PROBLEM STATEMENT:
Search the data for the word "plant". Reproduce every line where it is found.

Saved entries

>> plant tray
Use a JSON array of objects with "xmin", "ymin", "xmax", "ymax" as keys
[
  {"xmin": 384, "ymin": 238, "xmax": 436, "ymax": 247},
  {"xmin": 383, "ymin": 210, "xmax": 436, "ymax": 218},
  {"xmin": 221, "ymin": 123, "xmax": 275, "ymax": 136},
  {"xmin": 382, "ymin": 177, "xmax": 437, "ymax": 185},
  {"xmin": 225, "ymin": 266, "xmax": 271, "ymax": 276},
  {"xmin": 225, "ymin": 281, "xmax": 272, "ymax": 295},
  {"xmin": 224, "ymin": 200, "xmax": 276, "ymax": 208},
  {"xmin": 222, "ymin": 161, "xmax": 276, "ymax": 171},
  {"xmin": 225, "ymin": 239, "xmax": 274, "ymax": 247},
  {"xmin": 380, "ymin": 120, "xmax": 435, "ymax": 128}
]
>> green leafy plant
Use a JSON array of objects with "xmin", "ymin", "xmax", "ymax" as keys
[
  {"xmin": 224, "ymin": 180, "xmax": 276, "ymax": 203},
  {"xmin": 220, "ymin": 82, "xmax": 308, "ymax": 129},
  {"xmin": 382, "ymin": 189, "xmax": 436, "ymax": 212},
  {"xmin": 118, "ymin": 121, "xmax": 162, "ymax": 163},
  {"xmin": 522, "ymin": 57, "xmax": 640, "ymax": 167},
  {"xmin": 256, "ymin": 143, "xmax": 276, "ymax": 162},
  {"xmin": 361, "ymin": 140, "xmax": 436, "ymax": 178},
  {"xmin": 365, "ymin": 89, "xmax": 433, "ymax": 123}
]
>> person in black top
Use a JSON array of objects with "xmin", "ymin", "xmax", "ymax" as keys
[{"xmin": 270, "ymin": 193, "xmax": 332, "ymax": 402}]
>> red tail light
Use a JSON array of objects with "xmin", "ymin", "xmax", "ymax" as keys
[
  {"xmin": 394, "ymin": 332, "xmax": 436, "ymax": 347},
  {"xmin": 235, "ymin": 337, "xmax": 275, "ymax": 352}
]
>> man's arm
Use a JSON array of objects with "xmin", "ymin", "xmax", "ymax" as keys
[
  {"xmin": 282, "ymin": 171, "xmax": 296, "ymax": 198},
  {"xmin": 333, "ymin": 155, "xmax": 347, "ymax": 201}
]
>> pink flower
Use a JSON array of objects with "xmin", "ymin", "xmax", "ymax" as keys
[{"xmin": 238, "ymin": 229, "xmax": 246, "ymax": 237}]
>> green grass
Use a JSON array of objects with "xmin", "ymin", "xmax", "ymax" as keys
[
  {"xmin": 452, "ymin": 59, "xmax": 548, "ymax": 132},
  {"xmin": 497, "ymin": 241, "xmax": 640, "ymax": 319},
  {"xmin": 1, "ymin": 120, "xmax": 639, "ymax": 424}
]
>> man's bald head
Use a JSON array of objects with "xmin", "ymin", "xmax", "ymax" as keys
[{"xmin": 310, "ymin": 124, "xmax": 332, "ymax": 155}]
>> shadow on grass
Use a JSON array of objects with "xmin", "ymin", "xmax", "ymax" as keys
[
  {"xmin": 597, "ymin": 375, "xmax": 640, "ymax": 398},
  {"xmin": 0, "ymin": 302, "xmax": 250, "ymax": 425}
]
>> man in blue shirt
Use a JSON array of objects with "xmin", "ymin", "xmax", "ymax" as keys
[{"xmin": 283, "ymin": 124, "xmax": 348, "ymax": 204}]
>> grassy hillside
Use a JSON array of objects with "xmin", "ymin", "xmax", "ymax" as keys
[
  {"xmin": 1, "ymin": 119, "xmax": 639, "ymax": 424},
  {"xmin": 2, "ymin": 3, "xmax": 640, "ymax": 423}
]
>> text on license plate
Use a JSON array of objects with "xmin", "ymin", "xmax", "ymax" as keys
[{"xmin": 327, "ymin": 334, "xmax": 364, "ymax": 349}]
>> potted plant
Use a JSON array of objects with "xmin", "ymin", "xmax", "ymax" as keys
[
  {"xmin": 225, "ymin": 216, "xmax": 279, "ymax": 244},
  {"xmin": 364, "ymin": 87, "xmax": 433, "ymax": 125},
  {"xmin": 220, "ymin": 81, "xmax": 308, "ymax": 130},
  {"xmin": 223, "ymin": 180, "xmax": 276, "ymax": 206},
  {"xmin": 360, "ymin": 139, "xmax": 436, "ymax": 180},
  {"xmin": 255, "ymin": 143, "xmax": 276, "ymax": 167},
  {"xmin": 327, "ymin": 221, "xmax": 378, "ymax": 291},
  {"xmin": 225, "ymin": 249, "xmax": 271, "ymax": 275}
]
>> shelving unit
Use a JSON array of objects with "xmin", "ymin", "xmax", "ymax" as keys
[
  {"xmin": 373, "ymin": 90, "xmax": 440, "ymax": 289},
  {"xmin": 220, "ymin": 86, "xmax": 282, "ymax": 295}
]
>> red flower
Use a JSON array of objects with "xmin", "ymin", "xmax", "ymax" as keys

EXERCISE RESULT:
>> plant tray
>> green leafy plant
>> potted plant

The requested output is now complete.